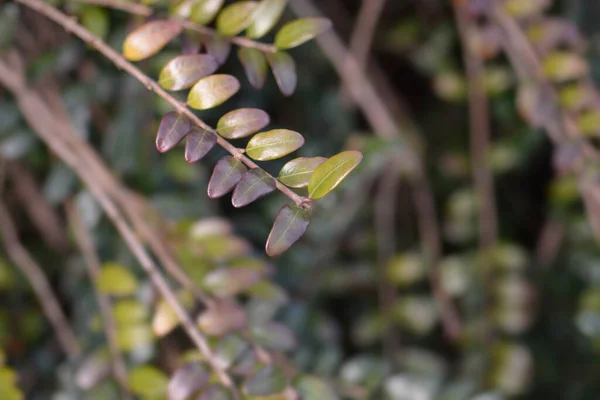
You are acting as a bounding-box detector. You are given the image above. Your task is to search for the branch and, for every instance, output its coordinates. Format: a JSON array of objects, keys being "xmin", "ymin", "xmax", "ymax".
[
  {"xmin": 0, "ymin": 192, "xmax": 81, "ymax": 358},
  {"xmin": 66, "ymin": 201, "xmax": 130, "ymax": 399},
  {"xmin": 453, "ymin": 1, "xmax": 498, "ymax": 248},
  {"xmin": 17, "ymin": 0, "xmax": 308, "ymax": 210}
]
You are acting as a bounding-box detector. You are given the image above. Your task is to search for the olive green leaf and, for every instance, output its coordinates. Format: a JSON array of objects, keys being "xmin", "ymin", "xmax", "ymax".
[
  {"xmin": 191, "ymin": 0, "xmax": 225, "ymax": 25},
  {"xmin": 267, "ymin": 52, "xmax": 297, "ymax": 96},
  {"xmin": 275, "ymin": 18, "xmax": 332, "ymax": 50},
  {"xmin": 156, "ymin": 112, "xmax": 192, "ymax": 153},
  {"xmin": 168, "ymin": 363, "xmax": 209, "ymax": 400},
  {"xmin": 159, "ymin": 54, "xmax": 219, "ymax": 91},
  {"xmin": 213, "ymin": 335, "xmax": 251, "ymax": 369},
  {"xmin": 247, "ymin": 0, "xmax": 287, "ymax": 39},
  {"xmin": 188, "ymin": 74, "xmax": 240, "ymax": 110},
  {"xmin": 152, "ymin": 291, "xmax": 194, "ymax": 337},
  {"xmin": 238, "ymin": 47, "xmax": 268, "ymax": 89},
  {"xmin": 216, "ymin": 1, "xmax": 258, "ymax": 37},
  {"xmin": 204, "ymin": 34, "xmax": 232, "ymax": 64},
  {"xmin": 80, "ymin": 6, "xmax": 109, "ymax": 40},
  {"xmin": 113, "ymin": 299, "xmax": 148, "ymax": 327},
  {"xmin": 250, "ymin": 321, "xmax": 297, "ymax": 351},
  {"xmin": 122, "ymin": 20, "xmax": 182, "ymax": 61},
  {"xmin": 265, "ymin": 204, "xmax": 310, "ymax": 257},
  {"xmin": 543, "ymin": 51, "xmax": 589, "ymax": 83},
  {"xmin": 185, "ymin": 126, "xmax": 217, "ymax": 163},
  {"xmin": 246, "ymin": 129, "xmax": 304, "ymax": 161},
  {"xmin": 97, "ymin": 263, "xmax": 138, "ymax": 296},
  {"xmin": 116, "ymin": 325, "xmax": 153, "ymax": 351},
  {"xmin": 232, "ymin": 169, "xmax": 276, "ymax": 208},
  {"xmin": 296, "ymin": 376, "xmax": 339, "ymax": 400},
  {"xmin": 277, "ymin": 157, "xmax": 327, "ymax": 188},
  {"xmin": 308, "ymin": 150, "xmax": 363, "ymax": 199},
  {"xmin": 207, "ymin": 156, "xmax": 248, "ymax": 198},
  {"xmin": 128, "ymin": 366, "xmax": 169, "ymax": 398},
  {"xmin": 217, "ymin": 108, "xmax": 270, "ymax": 139},
  {"xmin": 243, "ymin": 365, "xmax": 287, "ymax": 397}
]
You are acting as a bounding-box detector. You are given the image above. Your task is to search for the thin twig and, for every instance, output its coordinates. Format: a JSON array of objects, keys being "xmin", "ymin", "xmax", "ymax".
[
  {"xmin": 66, "ymin": 201, "xmax": 131, "ymax": 399},
  {"xmin": 0, "ymin": 194, "xmax": 81, "ymax": 358},
  {"xmin": 453, "ymin": 1, "xmax": 498, "ymax": 248},
  {"xmin": 16, "ymin": 0, "xmax": 309, "ymax": 210}
]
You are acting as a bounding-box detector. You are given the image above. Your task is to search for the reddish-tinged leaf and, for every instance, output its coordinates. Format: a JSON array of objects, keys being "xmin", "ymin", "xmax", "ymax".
[
  {"xmin": 275, "ymin": 18, "xmax": 332, "ymax": 50},
  {"xmin": 246, "ymin": 129, "xmax": 304, "ymax": 161},
  {"xmin": 188, "ymin": 74, "xmax": 241, "ymax": 110},
  {"xmin": 159, "ymin": 54, "xmax": 219, "ymax": 91},
  {"xmin": 217, "ymin": 108, "xmax": 270, "ymax": 139},
  {"xmin": 277, "ymin": 157, "xmax": 327, "ymax": 188},
  {"xmin": 247, "ymin": 0, "xmax": 287, "ymax": 39},
  {"xmin": 265, "ymin": 205, "xmax": 310, "ymax": 257},
  {"xmin": 267, "ymin": 52, "xmax": 297, "ymax": 96},
  {"xmin": 185, "ymin": 126, "xmax": 217, "ymax": 163},
  {"xmin": 204, "ymin": 34, "xmax": 232, "ymax": 64},
  {"xmin": 232, "ymin": 169, "xmax": 276, "ymax": 208},
  {"xmin": 216, "ymin": 1, "xmax": 258, "ymax": 37},
  {"xmin": 197, "ymin": 300, "xmax": 247, "ymax": 335},
  {"xmin": 156, "ymin": 112, "xmax": 192, "ymax": 153},
  {"xmin": 123, "ymin": 20, "xmax": 182, "ymax": 62},
  {"xmin": 168, "ymin": 363, "xmax": 209, "ymax": 400},
  {"xmin": 207, "ymin": 156, "xmax": 247, "ymax": 198},
  {"xmin": 238, "ymin": 47, "xmax": 268, "ymax": 89}
]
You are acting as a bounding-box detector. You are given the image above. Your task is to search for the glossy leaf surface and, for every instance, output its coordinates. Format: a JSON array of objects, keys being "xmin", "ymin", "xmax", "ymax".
[
  {"xmin": 231, "ymin": 169, "xmax": 276, "ymax": 208},
  {"xmin": 277, "ymin": 157, "xmax": 327, "ymax": 188},
  {"xmin": 238, "ymin": 47, "xmax": 268, "ymax": 89},
  {"xmin": 275, "ymin": 18, "xmax": 332, "ymax": 50},
  {"xmin": 308, "ymin": 151, "xmax": 363, "ymax": 199},
  {"xmin": 267, "ymin": 52, "xmax": 297, "ymax": 96},
  {"xmin": 185, "ymin": 126, "xmax": 217, "ymax": 163},
  {"xmin": 247, "ymin": 0, "xmax": 287, "ymax": 39},
  {"xmin": 123, "ymin": 20, "xmax": 182, "ymax": 61},
  {"xmin": 207, "ymin": 156, "xmax": 247, "ymax": 198},
  {"xmin": 188, "ymin": 74, "xmax": 240, "ymax": 110},
  {"xmin": 216, "ymin": 1, "xmax": 258, "ymax": 37},
  {"xmin": 217, "ymin": 108, "xmax": 270, "ymax": 139},
  {"xmin": 191, "ymin": 0, "xmax": 225, "ymax": 25},
  {"xmin": 246, "ymin": 129, "xmax": 304, "ymax": 161},
  {"xmin": 158, "ymin": 54, "xmax": 219, "ymax": 91},
  {"xmin": 265, "ymin": 205, "xmax": 310, "ymax": 257},
  {"xmin": 156, "ymin": 112, "xmax": 192, "ymax": 153}
]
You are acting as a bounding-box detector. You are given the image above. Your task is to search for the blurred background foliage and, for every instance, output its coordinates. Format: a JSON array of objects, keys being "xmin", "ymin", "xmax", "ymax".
[{"xmin": 1, "ymin": 0, "xmax": 600, "ymax": 399}]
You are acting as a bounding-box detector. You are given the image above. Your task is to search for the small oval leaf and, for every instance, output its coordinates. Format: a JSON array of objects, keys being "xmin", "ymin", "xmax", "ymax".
[
  {"xmin": 159, "ymin": 54, "xmax": 219, "ymax": 91},
  {"xmin": 296, "ymin": 376, "xmax": 339, "ymax": 400},
  {"xmin": 156, "ymin": 112, "xmax": 192, "ymax": 153},
  {"xmin": 191, "ymin": 0, "xmax": 225, "ymax": 25},
  {"xmin": 204, "ymin": 34, "xmax": 232, "ymax": 64},
  {"xmin": 168, "ymin": 363, "xmax": 209, "ymax": 400},
  {"xmin": 247, "ymin": 0, "xmax": 288, "ymax": 39},
  {"xmin": 217, "ymin": 108, "xmax": 270, "ymax": 139},
  {"xmin": 277, "ymin": 157, "xmax": 327, "ymax": 188},
  {"xmin": 308, "ymin": 151, "xmax": 363, "ymax": 199},
  {"xmin": 216, "ymin": 1, "xmax": 258, "ymax": 37},
  {"xmin": 188, "ymin": 74, "xmax": 240, "ymax": 110},
  {"xmin": 207, "ymin": 156, "xmax": 248, "ymax": 198},
  {"xmin": 203, "ymin": 268, "xmax": 263, "ymax": 297},
  {"xmin": 246, "ymin": 129, "xmax": 304, "ymax": 161},
  {"xmin": 250, "ymin": 321, "xmax": 297, "ymax": 351},
  {"xmin": 185, "ymin": 126, "xmax": 217, "ymax": 163},
  {"xmin": 128, "ymin": 366, "xmax": 169, "ymax": 398},
  {"xmin": 238, "ymin": 47, "xmax": 268, "ymax": 89},
  {"xmin": 265, "ymin": 204, "xmax": 310, "ymax": 257},
  {"xmin": 123, "ymin": 20, "xmax": 183, "ymax": 61},
  {"xmin": 267, "ymin": 52, "xmax": 297, "ymax": 96},
  {"xmin": 232, "ymin": 169, "xmax": 276, "ymax": 208},
  {"xmin": 197, "ymin": 301, "xmax": 248, "ymax": 336},
  {"xmin": 98, "ymin": 263, "xmax": 138, "ymax": 296},
  {"xmin": 243, "ymin": 365, "xmax": 287, "ymax": 397},
  {"xmin": 197, "ymin": 385, "xmax": 231, "ymax": 400},
  {"xmin": 275, "ymin": 18, "xmax": 332, "ymax": 50}
]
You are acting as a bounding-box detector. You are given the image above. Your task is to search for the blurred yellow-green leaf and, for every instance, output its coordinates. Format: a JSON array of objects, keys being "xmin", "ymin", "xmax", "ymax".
[
  {"xmin": 275, "ymin": 18, "xmax": 332, "ymax": 50},
  {"xmin": 216, "ymin": 1, "xmax": 258, "ymax": 37},
  {"xmin": 128, "ymin": 365, "xmax": 169, "ymax": 398},
  {"xmin": 97, "ymin": 263, "xmax": 138, "ymax": 296},
  {"xmin": 247, "ymin": 0, "xmax": 287, "ymax": 39}
]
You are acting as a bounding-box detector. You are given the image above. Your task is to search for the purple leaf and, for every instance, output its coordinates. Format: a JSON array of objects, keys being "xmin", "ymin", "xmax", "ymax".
[
  {"xmin": 185, "ymin": 126, "xmax": 217, "ymax": 163},
  {"xmin": 216, "ymin": 108, "xmax": 270, "ymax": 139},
  {"xmin": 238, "ymin": 47, "xmax": 268, "ymax": 89},
  {"xmin": 156, "ymin": 112, "xmax": 192, "ymax": 153},
  {"xmin": 267, "ymin": 51, "xmax": 297, "ymax": 96},
  {"xmin": 207, "ymin": 156, "xmax": 248, "ymax": 198},
  {"xmin": 168, "ymin": 363, "xmax": 209, "ymax": 400},
  {"xmin": 265, "ymin": 204, "xmax": 310, "ymax": 257},
  {"xmin": 231, "ymin": 169, "xmax": 276, "ymax": 208}
]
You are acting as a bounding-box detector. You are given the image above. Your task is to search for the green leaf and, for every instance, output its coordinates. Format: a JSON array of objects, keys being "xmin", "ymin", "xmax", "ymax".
[
  {"xmin": 216, "ymin": 1, "xmax": 258, "ymax": 37},
  {"xmin": 250, "ymin": 321, "xmax": 297, "ymax": 351},
  {"xmin": 265, "ymin": 205, "xmax": 310, "ymax": 257},
  {"xmin": 543, "ymin": 51, "xmax": 589, "ymax": 83},
  {"xmin": 113, "ymin": 299, "xmax": 148, "ymax": 327},
  {"xmin": 217, "ymin": 108, "xmax": 270, "ymax": 139},
  {"xmin": 116, "ymin": 325, "xmax": 153, "ymax": 351},
  {"xmin": 128, "ymin": 366, "xmax": 169, "ymax": 398},
  {"xmin": 267, "ymin": 52, "xmax": 297, "ymax": 96},
  {"xmin": 97, "ymin": 263, "xmax": 138, "ymax": 296},
  {"xmin": 207, "ymin": 156, "xmax": 248, "ymax": 198},
  {"xmin": 197, "ymin": 385, "xmax": 231, "ymax": 400},
  {"xmin": 168, "ymin": 363, "xmax": 209, "ymax": 400},
  {"xmin": 203, "ymin": 268, "xmax": 263, "ymax": 297},
  {"xmin": 308, "ymin": 151, "xmax": 363, "ymax": 199},
  {"xmin": 152, "ymin": 291, "xmax": 194, "ymax": 337},
  {"xmin": 243, "ymin": 365, "xmax": 287, "ymax": 397},
  {"xmin": 238, "ymin": 47, "xmax": 268, "ymax": 89},
  {"xmin": 156, "ymin": 112, "xmax": 192, "ymax": 153},
  {"xmin": 275, "ymin": 18, "xmax": 332, "ymax": 50},
  {"xmin": 159, "ymin": 54, "xmax": 219, "ymax": 91},
  {"xmin": 191, "ymin": 0, "xmax": 225, "ymax": 25},
  {"xmin": 213, "ymin": 334, "xmax": 251, "ymax": 369},
  {"xmin": 185, "ymin": 126, "xmax": 217, "ymax": 163},
  {"xmin": 204, "ymin": 34, "xmax": 232, "ymax": 64},
  {"xmin": 188, "ymin": 74, "xmax": 240, "ymax": 110},
  {"xmin": 296, "ymin": 376, "xmax": 339, "ymax": 400},
  {"xmin": 123, "ymin": 20, "xmax": 182, "ymax": 61},
  {"xmin": 277, "ymin": 157, "xmax": 327, "ymax": 188},
  {"xmin": 80, "ymin": 6, "xmax": 109, "ymax": 41},
  {"xmin": 232, "ymin": 169, "xmax": 276, "ymax": 208},
  {"xmin": 246, "ymin": 129, "xmax": 304, "ymax": 161},
  {"xmin": 197, "ymin": 301, "xmax": 248, "ymax": 336},
  {"xmin": 247, "ymin": 0, "xmax": 288, "ymax": 39}
]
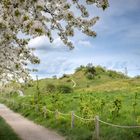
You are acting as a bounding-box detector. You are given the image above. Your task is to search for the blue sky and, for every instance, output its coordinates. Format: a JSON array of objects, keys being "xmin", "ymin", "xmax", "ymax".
[{"xmin": 28, "ymin": 0, "xmax": 140, "ymax": 79}]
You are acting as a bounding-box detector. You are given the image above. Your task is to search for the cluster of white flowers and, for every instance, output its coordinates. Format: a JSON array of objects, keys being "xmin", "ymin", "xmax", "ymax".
[{"xmin": 0, "ymin": 0, "xmax": 108, "ymax": 82}]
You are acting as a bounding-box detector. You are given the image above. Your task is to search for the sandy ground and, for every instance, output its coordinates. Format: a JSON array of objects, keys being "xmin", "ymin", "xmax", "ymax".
[{"xmin": 0, "ymin": 104, "xmax": 65, "ymax": 140}]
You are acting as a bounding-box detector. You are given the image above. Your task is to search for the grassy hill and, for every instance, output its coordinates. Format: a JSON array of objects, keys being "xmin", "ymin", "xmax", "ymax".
[
  {"xmin": 22, "ymin": 65, "xmax": 140, "ymax": 94},
  {"xmin": 1, "ymin": 65, "xmax": 140, "ymax": 140}
]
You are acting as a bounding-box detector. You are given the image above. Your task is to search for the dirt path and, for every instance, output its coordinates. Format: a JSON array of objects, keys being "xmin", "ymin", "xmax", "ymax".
[{"xmin": 0, "ymin": 104, "xmax": 65, "ymax": 140}]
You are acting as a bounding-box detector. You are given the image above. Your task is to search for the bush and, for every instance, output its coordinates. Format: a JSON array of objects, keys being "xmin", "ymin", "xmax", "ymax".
[
  {"xmin": 98, "ymin": 75, "xmax": 101, "ymax": 79},
  {"xmin": 27, "ymin": 82, "xmax": 33, "ymax": 87},
  {"xmin": 86, "ymin": 72, "xmax": 94, "ymax": 80},
  {"xmin": 75, "ymin": 65, "xmax": 85, "ymax": 72},
  {"xmin": 86, "ymin": 84, "xmax": 90, "ymax": 88},
  {"xmin": 46, "ymin": 84, "xmax": 56, "ymax": 93},
  {"xmin": 57, "ymin": 85, "xmax": 73, "ymax": 93},
  {"xmin": 66, "ymin": 79, "xmax": 71, "ymax": 82},
  {"xmin": 85, "ymin": 63, "xmax": 96, "ymax": 75},
  {"xmin": 135, "ymin": 75, "xmax": 140, "ymax": 79},
  {"xmin": 52, "ymin": 75, "xmax": 57, "ymax": 79},
  {"xmin": 95, "ymin": 66, "xmax": 106, "ymax": 75},
  {"xmin": 85, "ymin": 63, "xmax": 96, "ymax": 79},
  {"xmin": 60, "ymin": 74, "xmax": 69, "ymax": 79},
  {"xmin": 108, "ymin": 70, "xmax": 125, "ymax": 78}
]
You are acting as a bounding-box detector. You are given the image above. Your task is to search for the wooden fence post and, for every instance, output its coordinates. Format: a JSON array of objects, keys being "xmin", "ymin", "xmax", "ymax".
[
  {"xmin": 95, "ymin": 115, "xmax": 100, "ymax": 140},
  {"xmin": 71, "ymin": 111, "xmax": 75, "ymax": 128}
]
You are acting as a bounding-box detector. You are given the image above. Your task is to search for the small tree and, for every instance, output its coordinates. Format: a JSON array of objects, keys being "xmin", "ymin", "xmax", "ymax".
[
  {"xmin": 52, "ymin": 75, "xmax": 57, "ymax": 79},
  {"xmin": 46, "ymin": 84, "xmax": 56, "ymax": 93},
  {"xmin": 75, "ymin": 65, "xmax": 85, "ymax": 72},
  {"xmin": 57, "ymin": 85, "xmax": 73, "ymax": 93},
  {"xmin": 85, "ymin": 63, "xmax": 96, "ymax": 79}
]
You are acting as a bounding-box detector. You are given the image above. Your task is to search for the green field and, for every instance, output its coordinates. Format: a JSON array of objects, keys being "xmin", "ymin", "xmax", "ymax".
[
  {"xmin": 0, "ymin": 117, "xmax": 20, "ymax": 140},
  {"xmin": 1, "ymin": 66, "xmax": 140, "ymax": 140}
]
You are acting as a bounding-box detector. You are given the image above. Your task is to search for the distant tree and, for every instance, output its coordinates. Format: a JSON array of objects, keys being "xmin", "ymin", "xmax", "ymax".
[
  {"xmin": 108, "ymin": 70, "xmax": 126, "ymax": 78},
  {"xmin": 135, "ymin": 75, "xmax": 140, "ymax": 79},
  {"xmin": 86, "ymin": 72, "xmax": 94, "ymax": 80},
  {"xmin": 95, "ymin": 65, "xmax": 106, "ymax": 74},
  {"xmin": 75, "ymin": 65, "xmax": 85, "ymax": 72},
  {"xmin": 52, "ymin": 75, "xmax": 57, "ymax": 79},
  {"xmin": 60, "ymin": 74, "xmax": 69, "ymax": 79},
  {"xmin": 85, "ymin": 63, "xmax": 96, "ymax": 79}
]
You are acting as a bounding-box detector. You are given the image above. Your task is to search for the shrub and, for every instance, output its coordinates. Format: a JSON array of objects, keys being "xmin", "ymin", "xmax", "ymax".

→ **Exercise objective**
Reproduce the lines from the one containing "the green field" to the end of the entries, keeping both ends and adding nothing.

→ **Answer to this exercise**
You are acting as a bounding-box detector. You are given the image above. Your task is to search for the green field and, for every instance, output its coordinates. Format: a JSON array of objects, keys being "xmin", "ymin", "xmax", "ymax".
[
  {"xmin": 0, "ymin": 117, "xmax": 20, "ymax": 140},
  {"xmin": 1, "ymin": 66, "xmax": 140, "ymax": 140}
]
You are acting as a bounding-box detector. You are given the image above. Your task is to search for the distant tree and, for every instance, output its coordinates. Format: a JSON array of objects, keys being "xmin", "ymin", "xmax", "ymax".
[
  {"xmin": 108, "ymin": 70, "xmax": 126, "ymax": 78},
  {"xmin": 135, "ymin": 75, "xmax": 140, "ymax": 79},
  {"xmin": 86, "ymin": 72, "xmax": 94, "ymax": 80},
  {"xmin": 95, "ymin": 65, "xmax": 106, "ymax": 74},
  {"xmin": 75, "ymin": 65, "xmax": 85, "ymax": 72},
  {"xmin": 52, "ymin": 75, "xmax": 57, "ymax": 79},
  {"xmin": 60, "ymin": 74, "xmax": 69, "ymax": 79},
  {"xmin": 85, "ymin": 63, "xmax": 96, "ymax": 79}
]
You are acting as a bounding-box detector. You are given the image above. Your task is to search for the shrub and, for every instance, output its coordinates. Format: a JSON array of objects, keys being "xmin", "ymin", "xmax", "ymax".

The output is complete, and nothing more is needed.